# DATA FOR THE TASK:
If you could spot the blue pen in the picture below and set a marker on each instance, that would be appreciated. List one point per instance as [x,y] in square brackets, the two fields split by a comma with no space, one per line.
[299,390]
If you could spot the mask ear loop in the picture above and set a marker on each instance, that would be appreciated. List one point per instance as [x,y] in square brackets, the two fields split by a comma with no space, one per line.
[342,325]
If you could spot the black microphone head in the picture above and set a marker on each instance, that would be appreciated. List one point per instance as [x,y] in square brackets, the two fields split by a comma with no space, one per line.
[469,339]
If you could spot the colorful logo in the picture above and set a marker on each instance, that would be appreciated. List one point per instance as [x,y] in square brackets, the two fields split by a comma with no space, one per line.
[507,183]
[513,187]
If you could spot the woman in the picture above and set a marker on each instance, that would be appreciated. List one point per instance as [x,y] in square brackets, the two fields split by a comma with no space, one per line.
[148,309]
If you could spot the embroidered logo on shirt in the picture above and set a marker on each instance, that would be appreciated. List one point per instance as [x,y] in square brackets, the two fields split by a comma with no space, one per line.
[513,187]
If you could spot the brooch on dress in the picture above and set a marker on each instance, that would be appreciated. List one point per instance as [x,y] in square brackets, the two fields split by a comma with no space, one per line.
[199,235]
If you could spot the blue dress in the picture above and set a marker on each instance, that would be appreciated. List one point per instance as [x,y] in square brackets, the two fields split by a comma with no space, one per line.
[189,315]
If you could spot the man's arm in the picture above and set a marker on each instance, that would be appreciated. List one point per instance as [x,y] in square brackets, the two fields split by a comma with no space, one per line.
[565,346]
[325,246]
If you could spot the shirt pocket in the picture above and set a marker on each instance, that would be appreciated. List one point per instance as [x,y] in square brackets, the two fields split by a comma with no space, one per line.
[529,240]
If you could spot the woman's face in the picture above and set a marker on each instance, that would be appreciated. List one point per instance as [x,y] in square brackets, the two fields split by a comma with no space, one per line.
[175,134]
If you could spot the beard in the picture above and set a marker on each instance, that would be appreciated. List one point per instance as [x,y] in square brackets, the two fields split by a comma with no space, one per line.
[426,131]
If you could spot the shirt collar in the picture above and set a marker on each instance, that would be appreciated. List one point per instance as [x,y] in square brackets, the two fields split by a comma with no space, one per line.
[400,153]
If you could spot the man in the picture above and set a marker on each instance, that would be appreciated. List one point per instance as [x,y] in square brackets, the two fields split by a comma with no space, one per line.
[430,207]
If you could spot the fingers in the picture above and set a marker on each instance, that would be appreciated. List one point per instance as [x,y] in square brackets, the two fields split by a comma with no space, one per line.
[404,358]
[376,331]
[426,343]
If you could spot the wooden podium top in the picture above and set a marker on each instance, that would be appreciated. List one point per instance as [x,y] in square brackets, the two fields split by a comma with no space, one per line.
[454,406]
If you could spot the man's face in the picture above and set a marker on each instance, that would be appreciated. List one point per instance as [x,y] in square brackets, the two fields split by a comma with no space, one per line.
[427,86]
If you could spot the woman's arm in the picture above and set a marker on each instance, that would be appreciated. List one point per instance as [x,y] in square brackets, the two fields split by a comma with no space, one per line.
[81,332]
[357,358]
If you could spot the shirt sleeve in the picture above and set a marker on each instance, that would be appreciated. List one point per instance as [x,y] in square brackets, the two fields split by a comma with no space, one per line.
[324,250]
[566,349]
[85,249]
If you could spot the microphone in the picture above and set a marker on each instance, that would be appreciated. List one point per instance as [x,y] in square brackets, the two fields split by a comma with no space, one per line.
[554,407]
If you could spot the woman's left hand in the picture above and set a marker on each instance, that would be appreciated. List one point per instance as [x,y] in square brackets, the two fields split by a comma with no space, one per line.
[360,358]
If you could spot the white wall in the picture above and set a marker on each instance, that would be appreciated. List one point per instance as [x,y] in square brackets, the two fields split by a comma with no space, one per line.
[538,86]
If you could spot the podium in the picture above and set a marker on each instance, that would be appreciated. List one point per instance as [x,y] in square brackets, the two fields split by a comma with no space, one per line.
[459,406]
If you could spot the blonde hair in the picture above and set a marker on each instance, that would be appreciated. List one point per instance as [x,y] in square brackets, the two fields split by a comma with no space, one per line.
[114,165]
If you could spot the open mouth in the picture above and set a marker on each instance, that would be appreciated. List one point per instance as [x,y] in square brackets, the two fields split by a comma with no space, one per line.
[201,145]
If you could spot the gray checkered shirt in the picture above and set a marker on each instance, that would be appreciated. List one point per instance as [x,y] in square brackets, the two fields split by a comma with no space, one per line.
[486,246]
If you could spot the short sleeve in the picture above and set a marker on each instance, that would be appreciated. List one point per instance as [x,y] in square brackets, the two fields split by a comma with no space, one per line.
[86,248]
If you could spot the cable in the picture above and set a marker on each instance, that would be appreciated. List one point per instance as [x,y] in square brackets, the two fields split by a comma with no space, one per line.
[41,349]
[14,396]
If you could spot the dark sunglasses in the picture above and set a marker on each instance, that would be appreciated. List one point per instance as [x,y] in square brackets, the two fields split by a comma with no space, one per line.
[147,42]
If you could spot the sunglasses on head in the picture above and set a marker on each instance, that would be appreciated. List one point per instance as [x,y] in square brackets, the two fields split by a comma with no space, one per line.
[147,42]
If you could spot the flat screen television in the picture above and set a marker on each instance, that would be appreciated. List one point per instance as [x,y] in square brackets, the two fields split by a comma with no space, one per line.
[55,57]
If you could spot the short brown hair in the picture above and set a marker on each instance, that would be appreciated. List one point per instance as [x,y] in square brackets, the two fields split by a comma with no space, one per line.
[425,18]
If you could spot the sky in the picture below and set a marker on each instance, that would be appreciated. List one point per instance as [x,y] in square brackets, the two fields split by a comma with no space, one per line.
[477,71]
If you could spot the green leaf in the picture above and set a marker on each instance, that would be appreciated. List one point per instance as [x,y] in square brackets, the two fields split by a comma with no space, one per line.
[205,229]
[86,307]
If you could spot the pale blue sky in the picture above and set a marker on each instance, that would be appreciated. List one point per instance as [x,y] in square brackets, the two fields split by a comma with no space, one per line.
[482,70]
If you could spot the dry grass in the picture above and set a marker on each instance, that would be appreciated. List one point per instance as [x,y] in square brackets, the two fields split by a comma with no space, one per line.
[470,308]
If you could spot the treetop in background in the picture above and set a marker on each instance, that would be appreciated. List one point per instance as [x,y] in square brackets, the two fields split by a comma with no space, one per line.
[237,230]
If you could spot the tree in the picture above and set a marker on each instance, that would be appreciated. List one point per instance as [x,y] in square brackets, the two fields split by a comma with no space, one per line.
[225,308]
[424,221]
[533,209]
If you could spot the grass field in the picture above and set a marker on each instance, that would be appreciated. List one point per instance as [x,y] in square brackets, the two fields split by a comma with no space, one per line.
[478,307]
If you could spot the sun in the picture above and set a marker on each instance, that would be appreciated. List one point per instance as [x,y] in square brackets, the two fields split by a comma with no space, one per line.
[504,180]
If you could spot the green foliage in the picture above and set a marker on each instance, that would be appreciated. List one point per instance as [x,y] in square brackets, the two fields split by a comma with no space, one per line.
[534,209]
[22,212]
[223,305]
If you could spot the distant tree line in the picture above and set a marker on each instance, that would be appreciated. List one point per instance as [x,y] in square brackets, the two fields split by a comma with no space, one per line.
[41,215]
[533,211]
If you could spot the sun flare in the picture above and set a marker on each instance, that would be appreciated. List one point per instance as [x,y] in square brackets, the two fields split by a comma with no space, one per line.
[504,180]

# PROBLEM TO WORK ON:
Copy out every row above word for word, without changing anything.

# COMPLETE ANSWER:
If you could spot the blue pen in the picture below and set a marker on each instance, that would be appreciated. List one point per instance as [x,y] in square brackets, the two fields split by a comma with no space, one per line.
[299,390]
If you could spot the mask ear loop in the picture above and set a marker on each instance, that would be appreciated. List one point per instance as [x,y] in square brackets, the two fields split by a comma with no space, one per line.
[342,325]
If you could spot the black microphone head in the picture above and set a marker on each instance, that would be appreciated. List one point per instance as [x,y] in square brackets, the two fields split by a comma with no space, one per line.
[469,339]
If you could spot the colorful logo in the picture above and set a marker on each instance, that would be appreciated. List one point per instance as [x,y] in square brackets, the two fields split by a comma with no space, one per line.
[507,183]
[513,187]
If you could spot the woman in the picture above and set a marker on each instance, that would be appreciated. List one point per instance as [x,y] in square brackets, the two fields split by a comma with no space, one per line.
[148,309]
If you could spot the embroidered logo on shirt in the picture above and set a marker on each instance, that would be appreciated. List one point per instance as [x,y] in square brackets, the two fields split by a comma with no space, one per line.
[513,187]
If you could spot the brooch on dress in the picture above and set a marker on each instance, that would be appreciated. List one point per instance as [x,y] in square brackets, the two fields split by a comma with no space, one per line.
[199,235]
If you could spot the blue dress in the picture above and set a marker on each instance, that would be appreciated. List one point per instance as [x,y] in square brackets, the two fields split by a comma with no space, one per line.
[189,315]
If you could spot the man's arm in the picture above and set a marker on each instance, that would be appreciated. List one point per instance as [x,y] in square brackets, the two fields split by a comma with no space, one per line.
[565,346]
[325,246]
If you could spot the shirt pocket in the picture above and set a marker on each instance, that would be appreciated. List one point per instance as [x,y] in square brackets, the two fields split by a comma with no space, one per line.
[529,240]
If you could spot the woman's face in the picture above and set a marker on each instance, that would be appreciated. List one point per instance as [x,y] in square brackets, the two fields split by a comma with no space, one per line.
[175,134]
If you could spot the beard in the picture above and set a marker on each instance, that would be appreciated. List one point per instance as [x,y] in square brackets, the two fields split by a comma with no space, one per line.
[426,131]
If you could spot the shirt collar in the picture above and set a marker on each instance, that would be appreciated. List one point per instance as [x,y] in square brackets, the two fields split by a comma with no space, one per line.
[400,153]
If you could spot the man in the picture above and set a marker on each instance, that would be appreciated. List one point per instance as [x,y] in square brackets, the two fields split by a comma with no space, one per line.
[430,207]
If you could spot the fingers in the picture above and set a marker on each instance, that would be appreciated. List one point per instance as [x,y] in square brackets, the two fields split by a comma with no space, one per line.
[404,358]
[376,331]
[426,343]
If you could spot the wooden podium top in the picture above and set a marker on each instance, that would be appreciated. List one point per instance as [x,y] in square brackets, the two fields split by a comma with no space, one per line.
[454,406]
If you could spot the man's face in the picture above and set a marker on each instance, that would be appreciated. List one point per instance as [x,y] in square brackets, the two fields split by a comma with no space, one per line.
[427,86]
If you could spot the woman's arm in the picture above and set a marker on each instance, that would be appreciated. List one point per instance as [x,y] in square brackets, the two fields split by a comma with no space, one per line.
[81,332]
[357,358]
If you could spot the shirt sleeve in the picture above and set a marker on each instance, that would be appreciated. List one point per instance as [x,y] in square brackets, the two fields split by a comma with no space, one per line.
[324,250]
[566,349]
[85,249]
If you could spot the microphone in the picture above and set a marker on each instance, that would be appreciated. List one point per instance as [x,y] in square brackets, the two fields split by a comma with no space, one per line.
[554,407]
If you could spot the woman's left hand in the picture above and set a marker on each instance, that would be appreciated. List one point per instance as [x,y] in square brackets, the two fields split by a comma with no space, one per line.
[360,358]
If you could spot the white wall in the picture above and set a marker on each instance, that would be appreciated. List one point per instance as [x,y] in square brackets, the two fields split by a comma with no space, one per line.
[538,86]
If you could spot the podium in the picture above and set a marker on each instance, that would be appreciated. List one point per instance as [x,y] in square brackets, the two fields split by a comma with no space, one per line.
[459,406]
If you could spot the blonde hair in the picture above and set a marker on each instance, that would be appreciated. List one point per instance as [x,y] in square brackets, the two fields split by a comma with no space, one per line.
[114,165]
If you could spot the open mouth in the picture above and set a marker on each instance, that would be appreciated. List one point per instance as [x,y] in square brackets, the two fields split by a comma with no space, one per line.
[201,145]
If you could spot the gray checkered shirt in the picture above and set a marker on each instance, that would be appreciated. List one point per instance as [x,y] in square brackets, the two fields split by a comma with no space, one per line.
[486,246]
If you could spot the short sleeve in the picture above and set a marker on each instance, that would be appreciated. List one point per instance as [x,y] in square brackets, the two fields split by a comma with no space, one per line.
[86,248]
If you could spot the cable in the picture above and set a marker on each instance, that would be appreciated. List one point per instance as [x,y] in square brackets, the two fields split by a comma with no space, one per line.
[41,349]
[14,396]
If you could spot the dark sunglasses in the picture above and set a marker on each instance, that would be appreciated. List one point per instance as [x,y] in square brackets, the two fields split by a comma with no space, one per line.
[147,42]
If you could spot the sunglasses on head in the picture above and set a marker on each instance, that would be appreciated. List one point per instance as [x,y] in square brackets, the two fields split by a comma with no space, one per line.
[147,42]
If you could spot the flat screen television in the picture above and set a marker on each instance, that would be appreciated. List one point per instance as [x,y] in square brackets, the two fields split by a comma with no space, one per line.
[55,57]
If you could spot the short brown hair in the picture above and set a marker on each instance, that would be appreciated. List one point per instance as [x,y] in square brackets, the two fields split by a comma with no space, one per line.
[425,18]
If you could spot the sky in the picture below and set a marker on each instance, that would be appreciated. List one point per instance as [x,y] in square brackets, the two fields split by a comma with no space, one per line.
[477,71]
If you could spot the green leaf in the picture above and set a marker on each instance, that would be appreciated. List one point per instance as [x,y] in square brackets, the two fields split by a comma with no space, one per line.
[205,229]
[86,307]
If you could spot the pale blue sky in the picture above and set a marker on each instance, that would be appreciated. List one point per instance as [x,y] in square brackets, the two fields split by a comma with no space, one per line.
[482,70]
If you could spot the dry grass in the picture above and set a marker on each instance, that would be appreciated. List one point per instance as [x,y] in square brackets, the two fields split by a comma with no space, one per line.
[470,308]
If you could spot the treetop in background in the picture above and set a marker on each instance, that would be appreciated. List one point per instance as [x,y] in square brackets, the two fields split by a comma with no space, one per line.
[237,230]
If you could spot the tree in the picture above and set a marker on each instance, that would be appreciated. List one point per instance as [x,y] in square brackets, the two fields split by a comma with no space, one per line.
[225,308]
[424,221]
[533,209]
If you could spot the grass field in the picture above and set a marker on each instance, that would be appreciated. List one point per instance as [x,y] in square brackets, the two fields split by a comma with no space, one per line.
[478,307]
If you could spot the sun in the picture above and set a marker on each instance, that would be appreciated. List one point per instance as [x,y] in square brackets, the two fields split by a comma with no space, one per line.
[504,180]
If you could spot the green foliage in the picture above and set a marker on each instance, that would be appreciated. List one point per instance as [x,y] in square brackets, the two fields split by a comma with no space, one per line.
[534,209]
[22,212]
[223,305]
If you could spot the distant tree line in the picture above and set a marker on each instance, that would be appreciated. List one point per instance as [x,y] in square brackets, the two fields split by a comma with no space, one per line.
[41,215]
[533,211]
If you could spot the sun flare in the picture above and set a marker on each instance, that would be appreciated. List one point per instance as [x,y] in square brackets, the two fields split by a comma with no space, one per line.
[504,180]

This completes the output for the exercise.